_Short problem:_ Reproduce the items below verbatim, beginning at the line that contains "the white vanity" and continuing through the last line of the items.

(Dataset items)
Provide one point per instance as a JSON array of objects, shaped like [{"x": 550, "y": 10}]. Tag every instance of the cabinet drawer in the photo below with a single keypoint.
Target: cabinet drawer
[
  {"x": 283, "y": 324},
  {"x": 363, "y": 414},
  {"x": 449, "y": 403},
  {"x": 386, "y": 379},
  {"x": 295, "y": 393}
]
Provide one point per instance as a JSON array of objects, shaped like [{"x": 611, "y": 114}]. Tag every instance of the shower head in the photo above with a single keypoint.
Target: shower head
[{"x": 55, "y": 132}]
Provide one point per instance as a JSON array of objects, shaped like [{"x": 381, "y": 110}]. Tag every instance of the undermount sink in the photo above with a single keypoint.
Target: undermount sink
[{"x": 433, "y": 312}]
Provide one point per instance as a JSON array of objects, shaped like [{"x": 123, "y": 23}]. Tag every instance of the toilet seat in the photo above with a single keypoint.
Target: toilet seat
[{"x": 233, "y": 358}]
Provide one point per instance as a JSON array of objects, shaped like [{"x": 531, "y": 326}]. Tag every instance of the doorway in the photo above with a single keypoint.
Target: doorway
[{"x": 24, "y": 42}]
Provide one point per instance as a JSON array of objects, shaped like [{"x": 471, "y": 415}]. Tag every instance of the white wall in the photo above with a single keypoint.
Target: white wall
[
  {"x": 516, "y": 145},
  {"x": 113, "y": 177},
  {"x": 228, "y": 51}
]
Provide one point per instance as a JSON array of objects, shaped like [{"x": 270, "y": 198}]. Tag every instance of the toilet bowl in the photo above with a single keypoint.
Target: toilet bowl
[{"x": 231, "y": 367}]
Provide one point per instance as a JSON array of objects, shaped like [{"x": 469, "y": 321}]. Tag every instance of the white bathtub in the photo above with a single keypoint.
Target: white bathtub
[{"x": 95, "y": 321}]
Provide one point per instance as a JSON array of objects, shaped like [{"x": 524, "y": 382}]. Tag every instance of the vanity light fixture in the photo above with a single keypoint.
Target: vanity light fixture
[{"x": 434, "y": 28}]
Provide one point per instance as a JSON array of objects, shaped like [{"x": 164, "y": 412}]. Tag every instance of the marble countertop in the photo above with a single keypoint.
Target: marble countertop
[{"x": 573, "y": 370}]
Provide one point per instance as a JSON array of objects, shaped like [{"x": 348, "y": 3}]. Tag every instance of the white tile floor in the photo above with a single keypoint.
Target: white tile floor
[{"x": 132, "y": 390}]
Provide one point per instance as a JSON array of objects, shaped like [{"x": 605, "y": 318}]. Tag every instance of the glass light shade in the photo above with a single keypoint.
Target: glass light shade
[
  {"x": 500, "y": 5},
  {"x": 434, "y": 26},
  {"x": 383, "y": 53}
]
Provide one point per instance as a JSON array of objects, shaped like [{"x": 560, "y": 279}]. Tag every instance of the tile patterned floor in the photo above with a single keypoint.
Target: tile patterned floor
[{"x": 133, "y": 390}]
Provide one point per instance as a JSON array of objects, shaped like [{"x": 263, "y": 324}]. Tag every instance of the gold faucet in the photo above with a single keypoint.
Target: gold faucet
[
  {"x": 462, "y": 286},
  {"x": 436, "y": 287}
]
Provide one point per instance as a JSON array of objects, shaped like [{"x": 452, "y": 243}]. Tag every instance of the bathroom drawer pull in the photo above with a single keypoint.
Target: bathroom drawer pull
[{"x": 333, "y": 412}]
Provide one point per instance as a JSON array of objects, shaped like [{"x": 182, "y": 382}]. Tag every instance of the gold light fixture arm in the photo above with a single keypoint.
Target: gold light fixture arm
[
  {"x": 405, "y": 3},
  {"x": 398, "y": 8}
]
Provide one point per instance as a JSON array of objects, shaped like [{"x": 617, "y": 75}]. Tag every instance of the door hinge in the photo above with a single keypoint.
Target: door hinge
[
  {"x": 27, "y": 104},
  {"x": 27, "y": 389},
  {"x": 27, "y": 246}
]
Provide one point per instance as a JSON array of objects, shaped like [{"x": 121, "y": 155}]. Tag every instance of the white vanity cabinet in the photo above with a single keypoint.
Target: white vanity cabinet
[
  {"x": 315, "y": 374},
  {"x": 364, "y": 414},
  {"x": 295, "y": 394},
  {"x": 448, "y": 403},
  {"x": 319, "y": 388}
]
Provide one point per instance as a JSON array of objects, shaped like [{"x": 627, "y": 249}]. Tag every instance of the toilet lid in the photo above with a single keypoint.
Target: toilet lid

_Result of the task:_
Provide one point per instance as a JSON array of objects, shaped like [{"x": 121, "y": 155}]. Tag every instance of the white vanity cabinet in the photo above with a single keypoint.
Target: white vanity cabinet
[
  {"x": 315, "y": 374},
  {"x": 364, "y": 414},
  {"x": 295, "y": 394},
  {"x": 448, "y": 403},
  {"x": 319, "y": 388}
]
Provide one point per instance as a JSON array of objects, shaped like [{"x": 627, "y": 249}]. Tag every instance of the toilet lid in the photo above with a single keypoint.
Target: toilet lid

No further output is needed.